**Apply what you read:**
- A) In the TL;DR of the benchmark data contamination survey below, decide whether each statement agrees with the text: (i) the survey sorts detection methods into matching-based and comparison-based techniques; (ii) semantic contamination is listed among the suggested future directions; (iii) the work argues for relying on a single evaluation method. Answer yes or no for each, quoting the words of the text that decide it.
- B) Translate this sentence from the TL;DR of the benchmark data contamination survey into Spanish: "The work argues for a multi-faceted evaluation framework to preserve trustworthy assessments as LLMs and their training data continue to grow in scale and complexity."
- C) Carry the TL;DR of the benchmark data contamination survey further, writing what comes after its final sentence.

**Excerpt to read:**
Benchmark Data Contamination of Large Language Models: A Survey
Cheng Xu, Shuhao Guan, Derek Greene, M-Tahar Kechadi
TL;DR
Benchmark Data Contamination (BDC) undermines the reliability of LLM evaluations by leaking benchmark information into training data. The paper provides a comprehensive survey that splits detection methods into matching-based and comparison-based techniques, and mitigation strategies into data curation, data refactoring, and benchmark-free evaluation, highlighting tools such as TS-Guessing, EvoEval, TreeEval, and FreeEval. It discusses practical challenges like data access, computational cost, and semantic contamination, and suggests future directions including dynamic benchmarks, human-in-the-loop evaluation, and content-tagging for benchmarks. The work argues for a multi-faceted evaluation framework to preserve trustworthy assessments as LLMs and their training data continue to grow in scale and complexity.

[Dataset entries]
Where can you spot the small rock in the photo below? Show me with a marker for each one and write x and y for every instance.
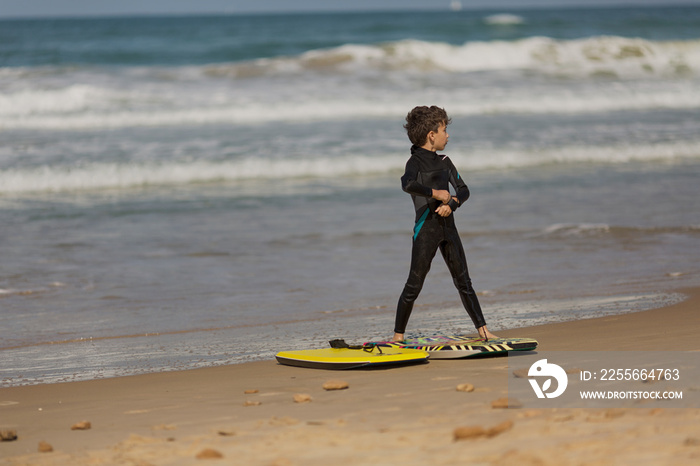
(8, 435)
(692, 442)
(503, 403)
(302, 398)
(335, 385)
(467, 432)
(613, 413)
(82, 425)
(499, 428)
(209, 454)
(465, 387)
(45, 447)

**Answers to the exercises:**
- A)
(i) Yes: "splits detection methods into matching-based and comparison-based techniques"
(ii) No: "It discusses practical challenges like data access, computational cost, and semantic contamination"
(iii) No: "The work argues for a multi-faceted evaluation framework"

- B) El trabajo aboga por un marco de evaluación multifacético para preservar evaluaciones fiables a medida que los LLM y sus datos de entrenamiento siguen creciendo en escala y complejidad.

- C)
Abstract
The rapid development of Large Language Models (LLMs) like GPT-4, Claude-3, and Gemini has transformed the field of natural language processing. However, it has also resulted in a significant issue known as Benchmark Data Contamination (BDC). This occurs when language models inadvertently incorporate evaluation benchmark information from their training data, leading to inaccurate or unreliable performance during the evaluation phase of the process. This paper reviews the complex challenge of BDC in LLM evaluation and explores alternative assessment methods to mitigate the risks associated with traditional benchmarks. The paper also examines challenges and future directions in mitigating BDC risks, highlighting the complexity of the issue and the need for innovative solutions to ensure the reliability of LLM evaluation in real-world applications.